> **TASK INPUTS**:
* START *

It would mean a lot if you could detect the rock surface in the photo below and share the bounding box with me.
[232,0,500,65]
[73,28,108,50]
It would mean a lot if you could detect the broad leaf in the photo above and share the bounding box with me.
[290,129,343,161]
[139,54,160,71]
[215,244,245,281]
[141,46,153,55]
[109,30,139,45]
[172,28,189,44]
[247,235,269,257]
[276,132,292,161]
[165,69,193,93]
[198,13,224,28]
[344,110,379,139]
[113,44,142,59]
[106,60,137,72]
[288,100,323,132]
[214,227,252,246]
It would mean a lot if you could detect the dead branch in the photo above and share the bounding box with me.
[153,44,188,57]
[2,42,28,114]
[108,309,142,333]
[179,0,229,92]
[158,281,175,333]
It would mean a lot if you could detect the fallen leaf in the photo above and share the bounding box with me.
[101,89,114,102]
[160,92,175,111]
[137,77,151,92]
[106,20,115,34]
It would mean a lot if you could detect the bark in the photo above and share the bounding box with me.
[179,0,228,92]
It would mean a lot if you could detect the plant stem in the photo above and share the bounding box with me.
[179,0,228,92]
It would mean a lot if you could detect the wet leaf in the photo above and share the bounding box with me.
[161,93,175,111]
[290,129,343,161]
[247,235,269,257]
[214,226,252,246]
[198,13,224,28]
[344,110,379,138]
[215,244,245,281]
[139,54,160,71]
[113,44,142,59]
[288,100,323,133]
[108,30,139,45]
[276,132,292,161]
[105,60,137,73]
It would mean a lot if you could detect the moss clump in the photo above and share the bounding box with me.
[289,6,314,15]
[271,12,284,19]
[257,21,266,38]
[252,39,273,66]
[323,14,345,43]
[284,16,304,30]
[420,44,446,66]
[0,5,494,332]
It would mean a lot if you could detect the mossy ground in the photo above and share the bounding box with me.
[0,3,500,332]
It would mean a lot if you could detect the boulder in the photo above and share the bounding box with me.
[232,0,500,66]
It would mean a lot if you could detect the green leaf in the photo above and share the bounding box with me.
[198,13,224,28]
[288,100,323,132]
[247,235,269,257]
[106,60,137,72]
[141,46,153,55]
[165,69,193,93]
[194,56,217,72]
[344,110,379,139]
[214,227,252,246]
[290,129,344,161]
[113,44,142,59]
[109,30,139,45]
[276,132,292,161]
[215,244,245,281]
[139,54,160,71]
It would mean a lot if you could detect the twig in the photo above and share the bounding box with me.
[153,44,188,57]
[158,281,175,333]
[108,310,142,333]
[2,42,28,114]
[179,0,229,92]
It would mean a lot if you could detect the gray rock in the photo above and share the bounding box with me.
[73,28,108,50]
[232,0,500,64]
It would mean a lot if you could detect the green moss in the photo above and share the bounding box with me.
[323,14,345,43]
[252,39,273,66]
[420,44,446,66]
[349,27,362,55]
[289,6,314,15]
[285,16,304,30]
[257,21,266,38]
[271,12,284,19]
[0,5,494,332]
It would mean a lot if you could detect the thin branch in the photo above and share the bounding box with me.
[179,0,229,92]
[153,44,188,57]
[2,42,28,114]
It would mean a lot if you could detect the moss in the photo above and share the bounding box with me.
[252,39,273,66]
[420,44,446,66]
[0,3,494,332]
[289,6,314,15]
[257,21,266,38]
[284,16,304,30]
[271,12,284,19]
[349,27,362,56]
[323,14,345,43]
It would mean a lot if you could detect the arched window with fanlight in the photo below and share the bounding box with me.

* END *

Reproduce word for word the lines above, from the one containing "It would mean a lot if you could detect the twig" through the final line.

> **SOLUTION**:
It would mean a lot if you could detect the twig in the photo above and share the bounding box with me.
[153,44,188,57]
[158,281,175,333]
[108,310,142,333]
[2,42,28,114]
[179,0,229,92]
It would mean a lot if you could detect the gray rock in the photo above and share the bounding box with me.
[73,28,108,50]
[232,0,500,64]
It would mean a lot if you could detect the green moss in the photo above and share the bounding box with me.
[323,14,345,43]
[252,39,273,66]
[420,44,446,66]
[349,27,362,55]
[289,6,314,15]
[285,16,304,30]
[257,21,266,38]
[271,12,284,19]
[0,5,494,332]
It would mean a lot if you could detect the thin branch in the photo above and share the bounding box with me.
[179,0,229,92]
[153,44,188,57]
[2,42,28,114]
It would mean a lot if you could detect the moss in the photo above and share the bounding box with me.
[252,39,273,66]
[420,44,446,66]
[0,3,494,332]
[289,6,314,15]
[257,21,266,38]
[284,16,304,30]
[271,12,284,19]
[349,27,362,56]
[323,14,345,43]
It would mean a lot if you could detect the arched window with fanlight in the photo below and share the bounding box with me.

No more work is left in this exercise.